-- Start Material --

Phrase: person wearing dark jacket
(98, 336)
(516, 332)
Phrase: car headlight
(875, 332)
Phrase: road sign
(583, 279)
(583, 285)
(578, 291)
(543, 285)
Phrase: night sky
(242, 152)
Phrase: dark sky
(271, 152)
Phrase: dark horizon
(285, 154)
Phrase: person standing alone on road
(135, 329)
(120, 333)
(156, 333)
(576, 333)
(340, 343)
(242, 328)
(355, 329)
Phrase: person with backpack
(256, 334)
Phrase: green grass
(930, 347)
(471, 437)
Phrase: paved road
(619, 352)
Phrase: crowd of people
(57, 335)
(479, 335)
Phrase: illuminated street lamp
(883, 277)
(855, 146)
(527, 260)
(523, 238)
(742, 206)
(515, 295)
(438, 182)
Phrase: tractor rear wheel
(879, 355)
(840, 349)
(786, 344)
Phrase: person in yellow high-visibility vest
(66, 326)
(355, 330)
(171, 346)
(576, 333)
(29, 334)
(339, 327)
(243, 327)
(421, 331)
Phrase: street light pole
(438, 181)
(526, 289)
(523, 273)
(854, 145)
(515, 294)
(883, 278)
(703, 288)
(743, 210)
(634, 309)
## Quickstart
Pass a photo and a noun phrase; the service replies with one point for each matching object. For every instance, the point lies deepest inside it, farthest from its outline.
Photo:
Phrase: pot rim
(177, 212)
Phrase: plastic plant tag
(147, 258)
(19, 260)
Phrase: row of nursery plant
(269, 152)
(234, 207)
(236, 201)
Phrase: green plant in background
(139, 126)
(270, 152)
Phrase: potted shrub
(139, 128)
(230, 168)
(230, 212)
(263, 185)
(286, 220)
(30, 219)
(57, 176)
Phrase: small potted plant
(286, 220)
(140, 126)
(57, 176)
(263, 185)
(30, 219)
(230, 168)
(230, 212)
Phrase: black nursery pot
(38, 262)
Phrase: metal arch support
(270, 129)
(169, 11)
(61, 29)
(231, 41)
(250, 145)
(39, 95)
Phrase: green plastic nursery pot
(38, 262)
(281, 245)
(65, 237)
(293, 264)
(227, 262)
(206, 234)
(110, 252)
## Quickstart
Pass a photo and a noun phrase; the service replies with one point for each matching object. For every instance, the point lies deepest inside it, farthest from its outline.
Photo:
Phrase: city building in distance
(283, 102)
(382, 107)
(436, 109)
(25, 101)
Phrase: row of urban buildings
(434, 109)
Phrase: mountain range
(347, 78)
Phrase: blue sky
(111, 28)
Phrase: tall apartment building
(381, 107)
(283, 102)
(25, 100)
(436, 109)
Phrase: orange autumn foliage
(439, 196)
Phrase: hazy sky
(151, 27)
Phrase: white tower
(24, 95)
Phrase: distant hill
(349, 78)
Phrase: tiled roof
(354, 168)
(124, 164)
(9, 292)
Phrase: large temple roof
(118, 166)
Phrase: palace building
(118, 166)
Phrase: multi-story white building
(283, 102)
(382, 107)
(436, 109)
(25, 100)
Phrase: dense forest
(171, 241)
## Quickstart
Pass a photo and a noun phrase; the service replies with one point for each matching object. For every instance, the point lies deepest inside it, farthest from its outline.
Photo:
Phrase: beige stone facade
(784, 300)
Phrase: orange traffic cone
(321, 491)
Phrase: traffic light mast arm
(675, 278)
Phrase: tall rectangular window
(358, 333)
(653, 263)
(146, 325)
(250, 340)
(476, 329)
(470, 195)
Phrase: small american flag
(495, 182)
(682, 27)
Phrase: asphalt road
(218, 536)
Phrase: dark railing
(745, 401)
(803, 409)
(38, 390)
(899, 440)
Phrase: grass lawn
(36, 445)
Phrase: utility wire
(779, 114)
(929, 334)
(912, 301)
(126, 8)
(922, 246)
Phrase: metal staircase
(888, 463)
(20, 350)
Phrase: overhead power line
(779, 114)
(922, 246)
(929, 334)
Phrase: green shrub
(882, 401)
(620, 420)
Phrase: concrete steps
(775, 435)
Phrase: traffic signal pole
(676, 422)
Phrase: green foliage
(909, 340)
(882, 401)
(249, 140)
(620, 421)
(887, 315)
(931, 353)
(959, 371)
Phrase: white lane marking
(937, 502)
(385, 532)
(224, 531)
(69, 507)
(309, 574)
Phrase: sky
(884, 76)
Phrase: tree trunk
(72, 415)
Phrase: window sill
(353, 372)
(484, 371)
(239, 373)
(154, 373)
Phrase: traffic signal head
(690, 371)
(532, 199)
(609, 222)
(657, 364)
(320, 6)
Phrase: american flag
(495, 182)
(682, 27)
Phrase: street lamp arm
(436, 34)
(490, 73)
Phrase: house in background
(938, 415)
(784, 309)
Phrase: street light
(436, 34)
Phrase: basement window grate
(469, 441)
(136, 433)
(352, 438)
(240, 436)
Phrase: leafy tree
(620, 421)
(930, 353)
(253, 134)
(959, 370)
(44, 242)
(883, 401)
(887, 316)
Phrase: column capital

-- End Material --

Your goal: Exact copies of all the records are required.

Written answer:
Phrase: person wearing dark jacket
(98, 336)
(516, 332)
Phrase: car headlight
(875, 332)
Phrase: road sign
(583, 279)
(583, 285)
(578, 291)
(543, 285)
Phrase: night sky
(242, 152)
Phrase: dark sky
(271, 152)
Phrase: dark horizon
(285, 154)
Phrase: person standing alone on road
(135, 329)
(120, 333)
(156, 333)
(576, 333)
(340, 343)
(242, 328)
(355, 329)
Phrase: person with backpack
(256, 334)
Phrase: green grass
(930, 347)
(471, 437)
Phrase: paved road
(619, 352)
Phrase: crowd of people
(57, 335)
(479, 335)
Phrase: illuminated street lamp
(883, 277)
(855, 146)
(527, 260)
(523, 238)
(742, 206)
(515, 295)
(438, 182)
Phrase: tractor rear wheel
(879, 355)
(840, 349)
(786, 344)
Phrase: person in yellow high-visibility vest
(66, 326)
(355, 330)
(171, 346)
(576, 333)
(29, 334)
(339, 327)
(243, 327)
(421, 331)
Phrase: street light pole
(438, 181)
(526, 289)
(523, 273)
(854, 145)
(515, 294)
(883, 278)
(703, 288)
(743, 210)
(634, 309)
## Quickstart
Pass a photo and a noun phrase; the service replies with one point for each matching object. For every instance, the point lies deepest inside it, farthest from its outline.
Photo:
Phrase: pot rim
(177, 212)
Phrase: plastic plant tag
(147, 258)
(19, 260)
Phrase: row of nursery plant
(269, 152)
(234, 207)
(236, 201)
Phrase: green plant in background
(139, 126)
(270, 152)
Phrase: potted shrub
(139, 128)
(230, 168)
(230, 212)
(263, 185)
(286, 220)
(30, 219)
(57, 176)
Phrase: small potted plant
(286, 220)
(140, 126)
(57, 176)
(263, 185)
(30, 219)
(230, 168)
(230, 212)
Phrase: black nursery pot
(38, 262)
Phrase: metal arch support
(270, 129)
(169, 11)
(61, 29)
(231, 41)
(250, 145)
(39, 95)
Phrase: green plastic nursery pot
(38, 262)
(281, 245)
(65, 237)
(293, 264)
(227, 262)
(206, 234)
(110, 252)
## Quickstart
Pass a photo and a noun phrase; the service replies with one point for each matching object. For every instance, the point lies deepest inside it, farthest from its outline.
Photo:
Phrase: city building in distance
(283, 102)
(382, 107)
(436, 109)
(25, 101)
Phrase: row of urban buildings
(434, 109)
Phrase: mountain range
(347, 78)
Phrase: blue sky
(111, 28)
Phrase: tall apartment building
(381, 107)
(283, 102)
(25, 100)
(436, 109)
Phrase: orange autumn foliage
(439, 196)
Phrase: hazy sky
(151, 27)
Phrase: white tower
(24, 95)
Phrase: distant hill
(349, 78)
Phrase: tiled roof
(354, 168)
(124, 164)
(9, 292)
Phrase: large temple roof
(118, 166)
Phrase: palace building
(118, 166)
Phrase: multi-story white building
(283, 102)
(382, 107)
(436, 109)
(25, 100)
Phrase: dense forest
(171, 241)
## Quickstart
Pass a photo and a noun phrase; the service replies with one point for each matching object. For every instance, the point lies deepest inside it, farthest from its outline.
Photo:
Phrase: beige stone facade
(784, 300)
Phrase: orange traffic cone
(321, 491)
Phrase: traffic light mast arm
(675, 278)
Phrase: tall rectangular window
(358, 333)
(653, 263)
(146, 325)
(250, 340)
(476, 329)
(470, 195)
Phrase: small american flag
(495, 182)
(682, 27)
Phrase: asphalt road
(218, 536)
Phrase: dark railing
(745, 401)
(803, 409)
(38, 390)
(899, 440)
Phrase: grass lawn
(36, 445)
Phrase: utility wire
(779, 114)
(929, 334)
(912, 301)
(126, 8)
(922, 246)
Phrase: metal staircase
(888, 463)
(20, 350)
Phrase: overhead power line
(779, 114)
(922, 246)
(929, 334)
Phrase: green shrub
(882, 401)
(620, 420)
Phrase: concrete steps
(775, 435)
Phrase: traffic signal pole
(676, 422)
Phrase: green foliage
(909, 340)
(882, 401)
(249, 140)
(620, 421)
(887, 315)
(931, 353)
(959, 371)
Phrase: white lane marking
(937, 502)
(385, 532)
(224, 531)
(69, 507)
(309, 574)
Phrase: sky
(884, 76)
Phrase: tree trunk
(72, 415)
Phrase: window sill
(353, 372)
(484, 371)
(239, 373)
(154, 373)
Phrase: traffic signal head
(690, 371)
(532, 199)
(609, 222)
(657, 364)
(320, 6)
Phrase: american flag
(495, 182)
(682, 27)
Phrase: street lamp arm
(436, 34)
(490, 73)
Phrase: house in background
(938, 415)
(784, 309)
Phrase: street light
(436, 34)
Phrase: basement window grate
(469, 441)
(136, 433)
(352, 438)
(240, 436)
Phrase: leafy tree
(620, 421)
(930, 353)
(253, 134)
(959, 370)
(44, 242)
(883, 401)
(887, 316)
Phrase: column capital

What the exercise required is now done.